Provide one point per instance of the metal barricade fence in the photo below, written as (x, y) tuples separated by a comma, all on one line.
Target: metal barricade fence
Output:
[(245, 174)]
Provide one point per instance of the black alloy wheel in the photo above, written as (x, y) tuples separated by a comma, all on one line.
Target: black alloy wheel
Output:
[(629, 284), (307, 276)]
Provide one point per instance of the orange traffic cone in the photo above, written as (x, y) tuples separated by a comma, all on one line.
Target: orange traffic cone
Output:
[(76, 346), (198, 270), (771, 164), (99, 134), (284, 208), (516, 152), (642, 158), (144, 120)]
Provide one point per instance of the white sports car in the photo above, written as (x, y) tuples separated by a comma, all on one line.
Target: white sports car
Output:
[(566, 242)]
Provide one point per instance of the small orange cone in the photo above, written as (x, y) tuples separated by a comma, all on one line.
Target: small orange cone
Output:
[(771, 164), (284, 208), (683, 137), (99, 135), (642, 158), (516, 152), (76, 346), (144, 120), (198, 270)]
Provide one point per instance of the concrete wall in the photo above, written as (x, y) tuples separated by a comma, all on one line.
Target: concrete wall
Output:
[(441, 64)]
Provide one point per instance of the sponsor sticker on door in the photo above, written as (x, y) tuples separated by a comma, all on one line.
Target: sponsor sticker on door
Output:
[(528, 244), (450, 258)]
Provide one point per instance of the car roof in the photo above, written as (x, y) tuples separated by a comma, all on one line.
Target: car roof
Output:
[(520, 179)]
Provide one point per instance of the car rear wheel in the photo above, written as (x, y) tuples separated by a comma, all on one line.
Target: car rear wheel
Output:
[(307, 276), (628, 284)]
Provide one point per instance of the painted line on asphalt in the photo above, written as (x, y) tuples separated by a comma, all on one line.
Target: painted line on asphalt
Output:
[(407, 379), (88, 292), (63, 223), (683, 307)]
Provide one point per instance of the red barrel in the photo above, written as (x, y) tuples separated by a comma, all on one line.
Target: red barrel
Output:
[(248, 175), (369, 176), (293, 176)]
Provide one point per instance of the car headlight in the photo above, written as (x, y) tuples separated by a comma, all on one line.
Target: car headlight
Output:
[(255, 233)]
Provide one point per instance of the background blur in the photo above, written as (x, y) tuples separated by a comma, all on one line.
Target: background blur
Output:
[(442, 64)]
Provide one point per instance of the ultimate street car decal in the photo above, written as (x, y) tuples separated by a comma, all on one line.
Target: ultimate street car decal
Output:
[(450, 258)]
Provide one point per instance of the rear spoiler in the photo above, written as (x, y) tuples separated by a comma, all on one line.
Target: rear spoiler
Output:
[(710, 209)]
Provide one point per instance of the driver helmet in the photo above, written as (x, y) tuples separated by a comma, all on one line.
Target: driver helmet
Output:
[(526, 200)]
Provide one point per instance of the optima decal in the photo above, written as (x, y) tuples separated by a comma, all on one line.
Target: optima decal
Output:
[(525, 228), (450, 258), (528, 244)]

What to work on
Write out once more the lines above beginning at the line with "Provide one point per instance of the sponsor"; continue through the final line and stop there.

Result of this exercise
Provide one point per instance of the sponsor sticker on door in the photo above, written as (x, y) tuples separated by a comma, all on one line.
Target: sponsor sticker on door
Output:
[(528, 244), (450, 258)]
Provide one point per instance of the car roof in the photo above, written as (x, y) tuples separated by a comma, all on one line.
Target: car roof
Output:
[(520, 179)]
Provide one point per instance of the car rear wheel in the photo above, written as (x, y) tuples separated by a comma, all on one line.
Target: car rear wheel
Output:
[(307, 276), (628, 284)]
Provide one point per instance of the painted line on asphalt in the photo above, written as (x, y) tuples separated by a comma, all on one line.
Target: painted line on asphalt
Output:
[(407, 379), (88, 292), (63, 223), (683, 307)]
Provide one point per instance of the red barrel in the photo above, written as (x, y) tuples separated by a comma, all on one line.
Target: red barrel
Output:
[(248, 175), (369, 176), (293, 176)]
Provide one point per instance of the car headlight in the photo above, written as (x, y) tuples separated by a comma, all on one line.
Target: car headlight
Output:
[(255, 233)]
Provide one point per instance of the background blur in the photo above, written as (x, y) tuples separated by a comma, all on one line.
Target: background blur
Output:
[(442, 64)]
Provide one point per instance of the ultimate street car decal in the photo above, written as (x, y) tuples separated by a comma, all on one line.
Target: ultimate street car decal
Output:
[(450, 258)]
Provide one point per instance of the rear spoiler in the photo above, written as (x, y) tuples separated by a comma, all on one line.
Target: rear spoiler
Output:
[(710, 209)]
Provide one point per instance of the driver helmet in the photo above, written as (x, y) tuples separated by a comma, all on one line.
Target: driver helmet
Output:
[(526, 200)]
Provide one point per instance of the optima decal in the photo above, written as (x, y) tuples separated by a comma, all on one line.
Target: optima decal
Output:
[(525, 228), (450, 258), (528, 244)]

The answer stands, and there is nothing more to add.